INPUT FOR THIS TASK →
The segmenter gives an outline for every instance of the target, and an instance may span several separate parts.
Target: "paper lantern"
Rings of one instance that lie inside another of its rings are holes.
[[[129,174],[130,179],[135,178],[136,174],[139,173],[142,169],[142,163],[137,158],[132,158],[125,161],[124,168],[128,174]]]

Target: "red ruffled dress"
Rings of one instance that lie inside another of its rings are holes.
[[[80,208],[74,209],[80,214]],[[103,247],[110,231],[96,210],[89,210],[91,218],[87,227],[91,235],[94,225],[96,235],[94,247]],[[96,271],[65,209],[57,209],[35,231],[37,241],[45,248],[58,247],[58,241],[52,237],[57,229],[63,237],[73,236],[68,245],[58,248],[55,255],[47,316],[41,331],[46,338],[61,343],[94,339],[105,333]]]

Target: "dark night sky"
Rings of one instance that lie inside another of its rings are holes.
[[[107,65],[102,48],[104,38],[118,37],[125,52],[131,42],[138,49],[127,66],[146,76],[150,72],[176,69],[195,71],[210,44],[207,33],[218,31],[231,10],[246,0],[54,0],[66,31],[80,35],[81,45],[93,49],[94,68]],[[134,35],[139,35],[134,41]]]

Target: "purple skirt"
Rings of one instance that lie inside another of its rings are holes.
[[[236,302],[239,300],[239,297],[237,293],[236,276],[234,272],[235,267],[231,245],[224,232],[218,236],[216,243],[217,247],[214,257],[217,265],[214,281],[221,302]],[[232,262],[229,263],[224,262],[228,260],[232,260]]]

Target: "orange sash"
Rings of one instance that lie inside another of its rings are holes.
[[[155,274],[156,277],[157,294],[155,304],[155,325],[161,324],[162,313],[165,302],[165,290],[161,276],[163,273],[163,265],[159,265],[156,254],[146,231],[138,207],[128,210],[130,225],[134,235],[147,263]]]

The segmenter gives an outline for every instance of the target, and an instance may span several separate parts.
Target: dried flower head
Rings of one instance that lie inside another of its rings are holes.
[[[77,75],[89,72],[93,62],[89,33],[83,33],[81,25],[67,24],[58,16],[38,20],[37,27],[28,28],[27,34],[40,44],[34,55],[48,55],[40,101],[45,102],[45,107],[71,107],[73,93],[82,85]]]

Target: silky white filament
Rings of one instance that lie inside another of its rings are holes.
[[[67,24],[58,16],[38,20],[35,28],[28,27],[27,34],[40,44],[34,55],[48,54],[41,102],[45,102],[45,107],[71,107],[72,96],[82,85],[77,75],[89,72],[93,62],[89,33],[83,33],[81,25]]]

WHAT TO DO → Arrange the items as a two-column CSV headed item_text and answer, with one row per item and each field in double quotes with line breaks turned into spaces. Begin at the line that has "Target: silky white filament" and stop after the last item.

THE ANSWER →
item_text,answer
"Target: silky white filament Rings of one instance that lie inside another of its rings are holes.","[[[67,24],[58,16],[38,20],[35,28],[28,27],[27,34],[40,44],[34,55],[48,54],[41,102],[45,102],[45,107],[71,107],[72,96],[82,85],[77,75],[89,72],[93,62],[89,33],[83,33],[81,25]]]"